Copy out every line between the one holding "In this exercise you will label the woman with purple" and the one holding "(1027, 438)", inclusive, and add 23 to each coordinate value along the way.

_ _ _ _ _ _ _

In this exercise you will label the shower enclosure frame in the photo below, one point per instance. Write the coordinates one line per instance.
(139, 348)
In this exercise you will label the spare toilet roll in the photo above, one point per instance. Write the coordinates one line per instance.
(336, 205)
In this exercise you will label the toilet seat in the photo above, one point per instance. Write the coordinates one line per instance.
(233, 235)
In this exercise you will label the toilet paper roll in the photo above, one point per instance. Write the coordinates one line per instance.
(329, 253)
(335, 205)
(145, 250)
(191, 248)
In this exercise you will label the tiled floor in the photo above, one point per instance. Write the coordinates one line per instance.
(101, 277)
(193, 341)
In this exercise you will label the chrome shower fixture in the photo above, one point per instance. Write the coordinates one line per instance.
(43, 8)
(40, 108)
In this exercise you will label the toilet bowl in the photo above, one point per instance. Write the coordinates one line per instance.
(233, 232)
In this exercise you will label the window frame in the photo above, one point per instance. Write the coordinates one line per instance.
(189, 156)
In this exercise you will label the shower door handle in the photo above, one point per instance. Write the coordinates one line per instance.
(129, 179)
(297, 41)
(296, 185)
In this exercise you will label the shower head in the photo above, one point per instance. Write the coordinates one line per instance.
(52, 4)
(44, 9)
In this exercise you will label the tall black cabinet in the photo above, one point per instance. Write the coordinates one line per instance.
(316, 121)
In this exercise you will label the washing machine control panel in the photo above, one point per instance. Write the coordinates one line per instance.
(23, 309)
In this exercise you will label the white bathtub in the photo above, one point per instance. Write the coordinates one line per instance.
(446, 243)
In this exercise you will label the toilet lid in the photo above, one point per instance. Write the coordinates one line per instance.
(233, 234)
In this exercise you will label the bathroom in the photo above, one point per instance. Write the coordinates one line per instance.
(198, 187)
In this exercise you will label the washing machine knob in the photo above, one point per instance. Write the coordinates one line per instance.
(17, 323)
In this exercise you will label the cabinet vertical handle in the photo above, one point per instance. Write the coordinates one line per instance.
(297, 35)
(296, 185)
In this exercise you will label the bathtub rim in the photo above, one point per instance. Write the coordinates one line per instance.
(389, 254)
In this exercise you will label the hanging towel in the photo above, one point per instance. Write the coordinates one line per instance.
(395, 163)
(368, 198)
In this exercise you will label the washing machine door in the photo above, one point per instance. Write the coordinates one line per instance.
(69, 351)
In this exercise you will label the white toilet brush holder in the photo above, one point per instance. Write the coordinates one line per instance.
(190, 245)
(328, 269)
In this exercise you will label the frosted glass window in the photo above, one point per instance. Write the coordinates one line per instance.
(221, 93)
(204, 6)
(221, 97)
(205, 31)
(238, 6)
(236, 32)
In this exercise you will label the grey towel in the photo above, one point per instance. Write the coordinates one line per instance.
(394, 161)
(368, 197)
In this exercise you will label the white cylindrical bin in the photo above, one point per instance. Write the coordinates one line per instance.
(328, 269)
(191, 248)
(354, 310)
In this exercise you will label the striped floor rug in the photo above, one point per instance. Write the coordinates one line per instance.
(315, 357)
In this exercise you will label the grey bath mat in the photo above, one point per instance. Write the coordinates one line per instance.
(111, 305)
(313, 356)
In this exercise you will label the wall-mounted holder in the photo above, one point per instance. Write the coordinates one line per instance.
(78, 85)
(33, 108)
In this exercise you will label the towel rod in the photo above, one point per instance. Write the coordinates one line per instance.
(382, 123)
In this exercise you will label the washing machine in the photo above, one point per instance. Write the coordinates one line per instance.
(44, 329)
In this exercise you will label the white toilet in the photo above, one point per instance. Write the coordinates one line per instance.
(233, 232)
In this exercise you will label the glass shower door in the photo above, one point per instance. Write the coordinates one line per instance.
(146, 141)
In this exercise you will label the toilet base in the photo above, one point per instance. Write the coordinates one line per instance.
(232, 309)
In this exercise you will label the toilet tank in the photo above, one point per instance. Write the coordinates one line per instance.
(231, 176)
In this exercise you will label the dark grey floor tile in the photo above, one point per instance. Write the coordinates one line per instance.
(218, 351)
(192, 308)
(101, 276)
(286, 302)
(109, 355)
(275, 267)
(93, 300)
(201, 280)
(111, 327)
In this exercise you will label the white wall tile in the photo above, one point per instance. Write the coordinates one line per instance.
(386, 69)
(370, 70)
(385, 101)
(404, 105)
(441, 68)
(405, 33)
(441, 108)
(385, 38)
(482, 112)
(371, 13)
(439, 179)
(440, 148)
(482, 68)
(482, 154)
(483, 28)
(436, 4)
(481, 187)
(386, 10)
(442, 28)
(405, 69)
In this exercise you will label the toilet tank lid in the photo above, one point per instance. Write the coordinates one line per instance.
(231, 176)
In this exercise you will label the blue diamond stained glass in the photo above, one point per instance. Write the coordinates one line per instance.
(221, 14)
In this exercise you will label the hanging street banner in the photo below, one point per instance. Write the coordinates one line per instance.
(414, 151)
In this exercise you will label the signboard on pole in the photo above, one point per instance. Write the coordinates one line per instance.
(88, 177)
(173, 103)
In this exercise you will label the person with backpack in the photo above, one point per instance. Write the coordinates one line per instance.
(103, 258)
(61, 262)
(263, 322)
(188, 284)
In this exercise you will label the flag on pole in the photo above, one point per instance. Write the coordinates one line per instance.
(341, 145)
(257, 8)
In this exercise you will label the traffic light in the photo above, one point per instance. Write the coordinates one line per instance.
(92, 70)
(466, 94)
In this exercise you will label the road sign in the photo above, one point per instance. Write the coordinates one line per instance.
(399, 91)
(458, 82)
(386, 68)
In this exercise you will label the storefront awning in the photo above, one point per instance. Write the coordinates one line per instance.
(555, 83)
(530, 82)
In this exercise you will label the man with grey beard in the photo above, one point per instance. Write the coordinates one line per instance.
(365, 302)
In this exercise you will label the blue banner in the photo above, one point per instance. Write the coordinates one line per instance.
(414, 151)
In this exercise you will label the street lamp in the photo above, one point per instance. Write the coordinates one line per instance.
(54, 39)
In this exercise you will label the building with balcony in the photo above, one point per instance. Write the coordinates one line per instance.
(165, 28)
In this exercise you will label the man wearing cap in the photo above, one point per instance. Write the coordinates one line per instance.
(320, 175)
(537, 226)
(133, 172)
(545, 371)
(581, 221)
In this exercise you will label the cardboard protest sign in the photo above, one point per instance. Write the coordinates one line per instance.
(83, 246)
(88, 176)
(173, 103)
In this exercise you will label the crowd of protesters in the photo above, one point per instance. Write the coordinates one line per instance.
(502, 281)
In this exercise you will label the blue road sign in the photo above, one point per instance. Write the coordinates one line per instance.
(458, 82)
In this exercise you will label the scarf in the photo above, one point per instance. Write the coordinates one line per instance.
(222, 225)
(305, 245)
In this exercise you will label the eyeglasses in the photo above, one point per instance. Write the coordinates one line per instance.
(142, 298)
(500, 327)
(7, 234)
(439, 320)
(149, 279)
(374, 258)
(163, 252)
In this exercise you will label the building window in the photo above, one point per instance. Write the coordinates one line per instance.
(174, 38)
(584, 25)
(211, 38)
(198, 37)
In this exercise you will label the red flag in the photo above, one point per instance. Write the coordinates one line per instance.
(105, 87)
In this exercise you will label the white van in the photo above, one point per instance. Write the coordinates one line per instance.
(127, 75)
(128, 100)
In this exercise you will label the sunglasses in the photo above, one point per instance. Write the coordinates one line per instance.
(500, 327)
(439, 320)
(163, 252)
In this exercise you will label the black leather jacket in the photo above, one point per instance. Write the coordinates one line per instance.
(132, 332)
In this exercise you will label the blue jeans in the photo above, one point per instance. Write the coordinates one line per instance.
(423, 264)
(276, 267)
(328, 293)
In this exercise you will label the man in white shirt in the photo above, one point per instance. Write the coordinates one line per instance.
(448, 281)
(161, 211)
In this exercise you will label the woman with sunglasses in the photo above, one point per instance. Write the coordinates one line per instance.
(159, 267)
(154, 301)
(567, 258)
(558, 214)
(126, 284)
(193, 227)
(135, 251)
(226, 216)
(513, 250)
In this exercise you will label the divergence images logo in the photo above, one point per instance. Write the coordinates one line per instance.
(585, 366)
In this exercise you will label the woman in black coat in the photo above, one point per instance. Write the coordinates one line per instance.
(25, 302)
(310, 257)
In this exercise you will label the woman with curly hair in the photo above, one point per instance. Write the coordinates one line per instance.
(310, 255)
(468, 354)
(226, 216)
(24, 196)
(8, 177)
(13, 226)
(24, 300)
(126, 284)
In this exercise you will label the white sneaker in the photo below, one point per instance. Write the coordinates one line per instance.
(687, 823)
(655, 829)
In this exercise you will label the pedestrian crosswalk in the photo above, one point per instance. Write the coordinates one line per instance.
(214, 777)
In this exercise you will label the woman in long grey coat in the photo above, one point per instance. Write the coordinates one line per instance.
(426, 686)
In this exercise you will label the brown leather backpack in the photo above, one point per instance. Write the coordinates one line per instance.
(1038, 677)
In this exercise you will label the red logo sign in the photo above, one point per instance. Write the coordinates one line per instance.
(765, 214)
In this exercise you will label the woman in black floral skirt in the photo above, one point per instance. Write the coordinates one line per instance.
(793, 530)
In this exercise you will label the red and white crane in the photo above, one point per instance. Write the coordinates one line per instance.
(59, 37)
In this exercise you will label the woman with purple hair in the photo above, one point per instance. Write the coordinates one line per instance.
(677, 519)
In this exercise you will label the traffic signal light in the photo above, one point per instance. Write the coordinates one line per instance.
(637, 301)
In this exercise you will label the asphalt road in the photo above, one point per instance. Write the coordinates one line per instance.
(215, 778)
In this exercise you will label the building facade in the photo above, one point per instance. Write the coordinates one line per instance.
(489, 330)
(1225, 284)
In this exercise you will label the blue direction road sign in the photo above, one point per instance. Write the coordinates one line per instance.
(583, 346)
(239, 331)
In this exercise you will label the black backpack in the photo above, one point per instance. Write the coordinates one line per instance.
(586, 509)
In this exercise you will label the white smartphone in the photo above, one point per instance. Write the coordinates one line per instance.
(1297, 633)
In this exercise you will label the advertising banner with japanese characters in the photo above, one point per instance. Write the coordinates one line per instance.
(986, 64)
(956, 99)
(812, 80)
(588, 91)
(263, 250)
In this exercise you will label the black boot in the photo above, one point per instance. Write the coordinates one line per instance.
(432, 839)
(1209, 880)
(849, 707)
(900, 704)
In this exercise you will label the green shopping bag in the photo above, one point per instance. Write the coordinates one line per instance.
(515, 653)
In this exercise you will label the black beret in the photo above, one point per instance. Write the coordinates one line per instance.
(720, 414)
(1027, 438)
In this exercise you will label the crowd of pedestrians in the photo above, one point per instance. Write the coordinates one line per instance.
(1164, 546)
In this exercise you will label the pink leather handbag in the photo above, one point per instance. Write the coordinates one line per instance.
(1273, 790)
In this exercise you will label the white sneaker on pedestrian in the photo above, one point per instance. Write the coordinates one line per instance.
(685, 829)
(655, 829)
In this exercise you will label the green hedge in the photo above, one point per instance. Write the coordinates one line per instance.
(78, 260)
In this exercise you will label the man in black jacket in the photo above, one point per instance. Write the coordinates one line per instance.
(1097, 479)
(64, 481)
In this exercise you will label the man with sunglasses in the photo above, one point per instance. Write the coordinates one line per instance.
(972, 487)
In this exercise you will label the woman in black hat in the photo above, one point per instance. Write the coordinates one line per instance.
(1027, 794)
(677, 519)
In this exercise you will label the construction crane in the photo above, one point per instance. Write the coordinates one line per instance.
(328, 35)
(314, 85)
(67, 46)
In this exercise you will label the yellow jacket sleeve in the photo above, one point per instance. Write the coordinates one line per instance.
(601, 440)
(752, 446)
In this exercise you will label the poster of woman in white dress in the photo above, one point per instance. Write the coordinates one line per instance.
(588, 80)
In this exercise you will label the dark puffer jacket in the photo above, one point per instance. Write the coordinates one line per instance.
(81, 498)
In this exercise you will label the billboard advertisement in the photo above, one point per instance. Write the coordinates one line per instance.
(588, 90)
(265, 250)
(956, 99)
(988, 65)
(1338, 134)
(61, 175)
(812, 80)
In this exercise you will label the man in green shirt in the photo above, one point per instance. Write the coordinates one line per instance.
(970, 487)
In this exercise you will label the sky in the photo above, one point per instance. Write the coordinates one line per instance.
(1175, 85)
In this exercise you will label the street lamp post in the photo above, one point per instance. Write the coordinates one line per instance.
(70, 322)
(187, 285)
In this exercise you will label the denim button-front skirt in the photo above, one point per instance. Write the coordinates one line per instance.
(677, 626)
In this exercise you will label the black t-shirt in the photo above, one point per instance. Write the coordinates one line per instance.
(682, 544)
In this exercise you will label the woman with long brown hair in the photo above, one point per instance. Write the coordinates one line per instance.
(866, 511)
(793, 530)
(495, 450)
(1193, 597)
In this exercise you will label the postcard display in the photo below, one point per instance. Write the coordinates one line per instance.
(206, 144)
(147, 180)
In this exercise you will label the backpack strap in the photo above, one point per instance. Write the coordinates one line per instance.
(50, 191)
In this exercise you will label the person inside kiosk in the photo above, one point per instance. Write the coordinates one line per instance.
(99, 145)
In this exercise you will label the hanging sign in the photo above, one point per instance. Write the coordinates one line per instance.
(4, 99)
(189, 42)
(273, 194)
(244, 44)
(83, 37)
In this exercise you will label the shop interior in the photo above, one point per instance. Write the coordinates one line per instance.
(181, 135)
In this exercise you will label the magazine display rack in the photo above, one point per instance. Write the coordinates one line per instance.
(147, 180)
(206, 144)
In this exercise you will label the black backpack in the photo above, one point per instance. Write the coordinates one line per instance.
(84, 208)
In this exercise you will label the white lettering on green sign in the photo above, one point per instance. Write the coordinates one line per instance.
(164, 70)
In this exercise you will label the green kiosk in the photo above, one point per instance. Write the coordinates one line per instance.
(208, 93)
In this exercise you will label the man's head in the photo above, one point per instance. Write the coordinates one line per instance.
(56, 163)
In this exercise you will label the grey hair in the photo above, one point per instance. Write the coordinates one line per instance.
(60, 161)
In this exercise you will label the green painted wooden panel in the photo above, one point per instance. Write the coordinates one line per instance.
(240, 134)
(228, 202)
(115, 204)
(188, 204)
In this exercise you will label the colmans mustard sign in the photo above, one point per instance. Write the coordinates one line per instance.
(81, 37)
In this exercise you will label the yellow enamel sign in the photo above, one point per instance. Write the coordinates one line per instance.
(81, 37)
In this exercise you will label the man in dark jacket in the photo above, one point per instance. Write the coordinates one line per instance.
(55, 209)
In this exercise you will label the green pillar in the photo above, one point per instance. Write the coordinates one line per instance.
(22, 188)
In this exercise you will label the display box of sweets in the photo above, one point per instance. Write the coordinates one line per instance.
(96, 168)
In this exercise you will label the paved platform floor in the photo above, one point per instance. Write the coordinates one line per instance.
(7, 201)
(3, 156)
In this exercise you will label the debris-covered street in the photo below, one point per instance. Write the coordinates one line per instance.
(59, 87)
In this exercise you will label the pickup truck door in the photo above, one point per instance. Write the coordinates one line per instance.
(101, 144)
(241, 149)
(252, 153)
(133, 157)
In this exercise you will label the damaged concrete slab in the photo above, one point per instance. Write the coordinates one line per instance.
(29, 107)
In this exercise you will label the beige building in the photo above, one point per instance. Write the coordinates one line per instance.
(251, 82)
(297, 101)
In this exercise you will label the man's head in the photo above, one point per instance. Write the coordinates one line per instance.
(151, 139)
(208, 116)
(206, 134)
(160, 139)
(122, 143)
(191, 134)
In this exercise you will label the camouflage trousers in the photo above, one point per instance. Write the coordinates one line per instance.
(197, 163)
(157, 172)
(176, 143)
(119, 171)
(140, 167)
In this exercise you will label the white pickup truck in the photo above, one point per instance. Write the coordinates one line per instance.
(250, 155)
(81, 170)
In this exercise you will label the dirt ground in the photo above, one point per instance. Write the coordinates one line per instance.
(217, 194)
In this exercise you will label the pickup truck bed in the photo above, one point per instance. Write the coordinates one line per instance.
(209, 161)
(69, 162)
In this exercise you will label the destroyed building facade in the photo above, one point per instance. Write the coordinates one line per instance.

_ _ _ _ _ _ _

■ Written solution ■
In this exercise you will label the woman with purple hair in the photo above, one point per instance. Write the coordinates one line per instance.
(700, 542)
In this exercise you will label the traffic signal light in the photo above, one point per instance. Write the coordinates one line per instance.
(660, 324)
In this exercise you will label the asphalt road in the photo above, one point per instance. Write the coordinates one line per instance.
(238, 801)
In this exercise you will label the building facade in the photo above, one point per instance. Write the coordinates one line per instance.
(512, 353)
(1248, 307)
In this exercise you will label the blue direction road sign in the photo above, one point per instance. Write the coordinates one line per instance.
(606, 369)
(262, 354)
In this exercise you will label the black backpack in the photo above, one point per instance. Write the coordinates one line per instance.
(609, 532)
In this exercise you will label the white smartphone in the photo above, one point per instance. Write the coordinates one line per instance.
(1320, 656)
In this exercise you will label the advertising banner with japanese characters in the photo above, one point per instance. Write the coordinates one line per instance.
(1009, 87)
(979, 122)
(835, 103)
(611, 114)
(286, 273)
In this exercise you will label the black boot in the photo above, one point per instance. Write the coordinates one line per instance.
(455, 862)
(1232, 903)
(872, 730)
(923, 727)
In this exercise you will label the green shopping bag in the photo above, one point per instance. Write the coordinates one line per instance.
(538, 676)
In this exercise you will label the black beret in the photo above, one point per instance. Write the coordinates one line per instance.
(743, 437)
(1050, 461)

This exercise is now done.